Dataset excerpts
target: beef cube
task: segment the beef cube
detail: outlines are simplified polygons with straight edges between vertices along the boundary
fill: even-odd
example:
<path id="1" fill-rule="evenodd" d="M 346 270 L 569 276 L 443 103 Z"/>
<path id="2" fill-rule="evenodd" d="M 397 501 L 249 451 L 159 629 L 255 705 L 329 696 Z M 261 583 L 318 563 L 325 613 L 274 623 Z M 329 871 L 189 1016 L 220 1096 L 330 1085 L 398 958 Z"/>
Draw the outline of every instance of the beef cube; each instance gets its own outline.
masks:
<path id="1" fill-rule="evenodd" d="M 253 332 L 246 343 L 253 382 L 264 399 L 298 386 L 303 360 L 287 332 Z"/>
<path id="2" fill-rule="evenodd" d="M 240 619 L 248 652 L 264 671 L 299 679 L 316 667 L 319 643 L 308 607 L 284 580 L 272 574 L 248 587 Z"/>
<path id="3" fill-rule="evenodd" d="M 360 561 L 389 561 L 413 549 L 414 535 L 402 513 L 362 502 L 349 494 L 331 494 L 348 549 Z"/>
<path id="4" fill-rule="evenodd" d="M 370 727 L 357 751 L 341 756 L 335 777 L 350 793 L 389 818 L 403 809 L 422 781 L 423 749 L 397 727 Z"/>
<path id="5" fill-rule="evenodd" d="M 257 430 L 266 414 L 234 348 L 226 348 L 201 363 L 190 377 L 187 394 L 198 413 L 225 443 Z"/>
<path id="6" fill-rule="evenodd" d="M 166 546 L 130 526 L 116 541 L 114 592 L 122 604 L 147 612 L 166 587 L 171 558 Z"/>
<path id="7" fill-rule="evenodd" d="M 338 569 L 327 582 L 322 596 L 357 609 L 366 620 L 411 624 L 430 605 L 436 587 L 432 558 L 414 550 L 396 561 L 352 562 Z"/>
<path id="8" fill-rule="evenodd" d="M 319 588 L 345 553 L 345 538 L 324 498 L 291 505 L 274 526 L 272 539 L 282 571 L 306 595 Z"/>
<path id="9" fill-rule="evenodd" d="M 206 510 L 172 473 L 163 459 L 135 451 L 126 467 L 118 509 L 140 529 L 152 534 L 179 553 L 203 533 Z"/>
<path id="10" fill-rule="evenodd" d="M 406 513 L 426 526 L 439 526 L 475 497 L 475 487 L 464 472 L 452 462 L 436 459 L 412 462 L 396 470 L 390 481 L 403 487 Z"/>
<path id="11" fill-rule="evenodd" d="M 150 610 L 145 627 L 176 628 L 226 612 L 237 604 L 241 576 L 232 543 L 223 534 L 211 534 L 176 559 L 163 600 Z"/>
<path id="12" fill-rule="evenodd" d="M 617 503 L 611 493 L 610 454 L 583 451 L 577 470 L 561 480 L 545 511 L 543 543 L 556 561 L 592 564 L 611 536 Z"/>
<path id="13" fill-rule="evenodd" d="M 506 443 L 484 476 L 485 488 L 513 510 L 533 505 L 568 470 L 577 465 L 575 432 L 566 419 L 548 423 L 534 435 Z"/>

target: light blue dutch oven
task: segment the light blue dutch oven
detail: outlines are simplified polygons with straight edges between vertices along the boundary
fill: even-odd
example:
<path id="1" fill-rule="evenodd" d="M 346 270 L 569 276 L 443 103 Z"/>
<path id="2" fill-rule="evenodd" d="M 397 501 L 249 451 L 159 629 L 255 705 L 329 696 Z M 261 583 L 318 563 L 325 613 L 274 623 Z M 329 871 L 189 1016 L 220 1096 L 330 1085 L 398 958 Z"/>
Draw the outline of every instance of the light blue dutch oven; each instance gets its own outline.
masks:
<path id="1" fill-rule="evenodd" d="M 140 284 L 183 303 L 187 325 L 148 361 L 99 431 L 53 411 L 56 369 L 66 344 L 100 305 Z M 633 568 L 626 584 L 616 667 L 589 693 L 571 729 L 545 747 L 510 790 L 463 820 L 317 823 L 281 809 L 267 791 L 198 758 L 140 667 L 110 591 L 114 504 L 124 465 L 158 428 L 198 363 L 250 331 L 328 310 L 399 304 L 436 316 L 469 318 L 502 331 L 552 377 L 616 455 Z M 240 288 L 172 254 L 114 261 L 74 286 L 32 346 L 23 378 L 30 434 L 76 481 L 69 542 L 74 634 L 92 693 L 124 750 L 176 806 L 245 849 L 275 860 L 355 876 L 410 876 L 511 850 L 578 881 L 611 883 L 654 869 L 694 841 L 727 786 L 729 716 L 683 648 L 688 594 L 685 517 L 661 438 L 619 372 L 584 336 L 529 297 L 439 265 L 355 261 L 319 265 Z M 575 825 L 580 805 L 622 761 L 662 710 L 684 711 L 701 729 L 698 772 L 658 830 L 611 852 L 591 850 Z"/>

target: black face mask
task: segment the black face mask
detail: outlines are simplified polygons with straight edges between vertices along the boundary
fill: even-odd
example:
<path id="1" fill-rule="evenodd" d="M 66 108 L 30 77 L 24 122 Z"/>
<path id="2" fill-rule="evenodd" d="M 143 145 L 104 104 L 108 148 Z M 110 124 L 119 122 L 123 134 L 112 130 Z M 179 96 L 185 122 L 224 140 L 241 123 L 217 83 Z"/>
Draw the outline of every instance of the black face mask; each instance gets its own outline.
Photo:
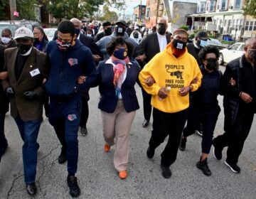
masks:
<path id="1" fill-rule="evenodd" d="M 183 50 L 186 46 L 186 42 L 174 38 L 172 45 L 175 48 Z"/>
<path id="2" fill-rule="evenodd" d="M 18 43 L 17 44 L 18 52 L 18 53 L 23 55 L 31 49 L 31 46 L 32 46 L 31 45 Z"/>
<path id="3" fill-rule="evenodd" d="M 107 28 L 106 30 L 104 31 L 106 36 L 110 36 L 112 34 L 112 29 L 111 28 Z"/>
<path id="4" fill-rule="evenodd" d="M 124 35 L 125 28 L 122 26 L 117 26 L 115 29 L 117 36 L 123 36 Z"/>
<path id="5" fill-rule="evenodd" d="M 254 61 L 256 62 L 256 50 L 249 50 L 248 54 L 250 58 Z"/>
<path id="6" fill-rule="evenodd" d="M 157 25 L 157 32 L 160 34 L 160 35 L 164 35 L 166 33 L 166 26 L 164 23 L 159 23 Z"/>
<path id="7" fill-rule="evenodd" d="M 206 68 L 210 70 L 217 70 L 218 68 L 218 60 L 216 58 L 207 59 Z"/>
<path id="8" fill-rule="evenodd" d="M 75 28 L 75 33 L 77 35 L 77 36 L 78 36 L 80 32 L 80 28 Z"/>

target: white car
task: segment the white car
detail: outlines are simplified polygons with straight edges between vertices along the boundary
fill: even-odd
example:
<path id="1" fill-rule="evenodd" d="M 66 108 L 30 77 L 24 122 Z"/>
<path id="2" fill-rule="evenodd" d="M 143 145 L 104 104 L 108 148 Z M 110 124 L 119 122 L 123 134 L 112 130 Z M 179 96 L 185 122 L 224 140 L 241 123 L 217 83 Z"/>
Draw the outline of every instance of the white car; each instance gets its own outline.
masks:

Exercise instructions
Give each nonblank line of the listing above as one string in a JSON list, and leave the pictures out of your answer.

Response for this exercise
[
  "target: beef cube",
  "task: segment the beef cube",
  "detail: outlines are simplified polygons with straight edges between vertices along the boundary",
  "fill: even-odd",
  "example:",
  "<path id=\"1\" fill-rule=\"evenodd\" d=\"M 346 270 L 569 276 L 443 103 Z\"/>",
  "<path id=\"2\" fill-rule=\"evenodd\" d=\"M 397 501 L 249 451 L 159 629 L 255 705 L 329 696 Z M 261 583 L 318 563 L 325 613 L 274 623 Z M 329 871 L 189 1016 L 220 1096 L 330 1085 L 398 958 Z\"/>",
  "Draw the outline of every instance of the beef cube; each instance gets its own outline.",
  "masks:",
  "<path id=\"1\" fill-rule=\"evenodd\" d=\"M 253 332 L 246 343 L 253 382 L 264 399 L 298 386 L 303 360 L 287 332 Z\"/>",
  "<path id=\"2\" fill-rule=\"evenodd\" d=\"M 240 619 L 248 652 L 264 671 L 299 679 L 316 667 L 319 643 L 308 607 L 284 580 L 272 574 L 248 587 Z\"/>",
  "<path id=\"3\" fill-rule=\"evenodd\" d=\"M 360 561 L 389 561 L 413 549 L 414 535 L 402 513 L 362 502 L 349 494 L 331 494 L 348 549 Z\"/>",
  "<path id=\"4\" fill-rule=\"evenodd\" d=\"M 370 727 L 357 751 L 341 756 L 335 777 L 350 793 L 389 818 L 403 809 L 422 781 L 423 749 L 397 727 Z\"/>",
  "<path id=\"5\" fill-rule=\"evenodd\" d=\"M 257 430 L 266 414 L 234 348 L 226 348 L 201 363 L 190 377 L 187 394 L 198 413 L 225 443 Z\"/>",
  "<path id=\"6\" fill-rule=\"evenodd\" d=\"M 166 546 L 130 526 L 116 541 L 114 592 L 122 604 L 147 612 L 166 587 L 171 558 Z\"/>",
  "<path id=\"7\" fill-rule=\"evenodd\" d=\"M 338 569 L 327 582 L 322 596 L 357 609 L 366 620 L 411 624 L 430 605 L 436 587 L 432 558 L 414 550 L 396 561 L 352 562 Z\"/>",
  "<path id=\"8\" fill-rule=\"evenodd\" d=\"M 319 588 L 345 553 L 345 538 L 324 498 L 291 505 L 274 526 L 272 539 L 282 571 L 306 595 Z\"/>",
  "<path id=\"9\" fill-rule=\"evenodd\" d=\"M 206 510 L 172 473 L 163 459 L 135 451 L 126 467 L 118 509 L 140 529 L 152 534 L 179 553 L 203 533 Z\"/>",
  "<path id=\"10\" fill-rule=\"evenodd\" d=\"M 406 513 L 426 526 L 439 526 L 475 497 L 475 487 L 464 472 L 452 462 L 436 459 L 412 462 L 396 470 L 390 481 L 403 487 Z\"/>",
  "<path id=\"11\" fill-rule=\"evenodd\" d=\"M 150 610 L 145 627 L 176 628 L 226 612 L 237 604 L 241 576 L 232 543 L 223 534 L 211 534 L 176 559 L 163 600 Z\"/>",
  "<path id=\"12\" fill-rule=\"evenodd\" d=\"M 617 503 L 611 493 L 610 454 L 583 451 L 577 470 L 561 480 L 545 511 L 543 543 L 556 561 L 592 564 L 611 536 Z\"/>",
  "<path id=\"13\" fill-rule=\"evenodd\" d=\"M 506 443 L 484 476 L 485 488 L 513 510 L 533 505 L 568 470 L 577 465 L 575 432 L 566 419 L 548 423 L 534 435 Z\"/>",
  "target: light blue dutch oven",
  "task: segment the light blue dutch oven",
  "detail: outlines are simplified polygons with straight edges between vertices along the boundary",
  "fill: even-odd",
  "example:",
  "<path id=\"1\" fill-rule=\"evenodd\" d=\"M 346 270 L 569 276 L 443 103 Z\"/>",
  "<path id=\"2\" fill-rule=\"evenodd\" d=\"M 397 501 L 249 451 L 159 629 L 255 705 L 329 696 Z M 261 583 L 318 563 L 325 613 L 274 623 Z M 329 871 L 189 1016 L 220 1096 L 330 1085 L 398 958 Z\"/>",
  "Draw the outline of every instance of the light blue dutch oven; each instance gets its own outline.",
  "masks:",
  "<path id=\"1\" fill-rule=\"evenodd\" d=\"M 140 284 L 183 303 L 187 325 L 148 361 L 99 431 L 53 411 L 56 369 L 66 344 L 100 305 Z M 633 568 L 626 584 L 616 667 L 589 693 L 571 729 L 545 747 L 510 790 L 463 820 L 317 823 L 281 809 L 267 791 L 198 758 L 140 667 L 110 591 L 114 504 L 124 465 L 158 428 L 198 363 L 250 331 L 328 310 L 399 304 L 436 316 L 469 318 L 502 331 L 552 377 L 616 455 Z M 240 288 L 172 254 L 114 261 L 74 286 L 32 346 L 23 378 L 30 434 L 76 481 L 69 542 L 74 634 L 92 693 L 124 750 L 176 806 L 245 849 L 275 860 L 355 876 L 410 876 L 511 850 L 578 881 L 611 883 L 654 869 L 694 841 L 727 786 L 729 716 L 683 648 L 688 594 L 685 517 L 661 438 L 619 372 L 584 336 L 529 297 L 439 265 L 355 261 L 319 265 Z M 575 825 L 580 805 L 622 761 L 662 710 L 684 711 L 701 729 L 698 772 L 658 830 L 611 852 L 591 850 Z\"/>",
  "target: black face mask",
  "task: segment the black face mask",
  "detail: outlines are simplified polygons with straight edges between vertices along the boundary",
  "fill: even-odd",
  "example:",
  "<path id=\"1\" fill-rule=\"evenodd\" d=\"M 66 108 L 30 77 L 24 122 Z\"/>",
  "<path id=\"2\" fill-rule=\"evenodd\" d=\"M 143 145 L 104 104 L 108 148 Z M 110 124 L 119 122 L 123 134 L 112 130 Z M 179 96 L 185 122 L 224 140 L 241 123 L 217 83 Z\"/>",
  "Draw the outline of every instance of the black face mask; each instance gets its own outline.",
  "Photo:",
  "masks:",
  "<path id=\"1\" fill-rule=\"evenodd\" d=\"M 183 50 L 186 46 L 186 42 L 174 38 L 172 45 L 175 48 Z\"/>",
  "<path id=\"2\" fill-rule=\"evenodd\" d=\"M 18 43 L 17 44 L 18 52 L 18 53 L 23 55 L 31 49 L 31 46 L 32 46 L 31 45 Z\"/>",
  "<path id=\"3\" fill-rule=\"evenodd\" d=\"M 107 28 L 106 30 L 104 31 L 106 36 L 110 36 L 112 34 L 112 29 L 111 28 Z\"/>",
  "<path id=\"4\" fill-rule=\"evenodd\" d=\"M 124 35 L 125 28 L 122 26 L 117 26 L 115 29 L 117 36 L 123 36 Z\"/>",
  "<path id=\"5\" fill-rule=\"evenodd\" d=\"M 254 61 L 256 62 L 256 50 L 249 50 L 248 54 L 250 58 Z\"/>",
  "<path id=\"6\" fill-rule=\"evenodd\" d=\"M 157 25 L 157 32 L 160 34 L 160 35 L 164 35 L 166 33 L 166 26 L 164 23 L 159 23 Z\"/>",
  "<path id=\"7\" fill-rule=\"evenodd\" d=\"M 206 68 L 210 70 L 217 70 L 218 68 L 218 60 L 216 58 L 207 59 Z\"/>",
  "<path id=\"8\" fill-rule=\"evenodd\" d=\"M 75 28 L 75 33 L 77 35 L 77 36 L 78 36 L 80 32 L 80 28 Z\"/>",
  "target: white car",
  "task: segment the white car",
  "detail: outlines are simplified polygons with straight edges between vertices along the boundary",
  "fill: even-odd",
  "example:",
  "<path id=\"1\" fill-rule=\"evenodd\" d=\"M 66 108 L 30 77 L 24 122 Z\"/>",
  "<path id=\"2\" fill-rule=\"evenodd\" d=\"M 143 145 L 104 104 L 108 148 Z M 110 124 L 119 122 L 123 134 L 112 130 Z M 179 96 L 185 122 L 224 140 L 241 123 L 217 83 Z\"/>",
  "Draw the outline of every instance of the white car; each instance gets its own outline.",
  "masks:"
]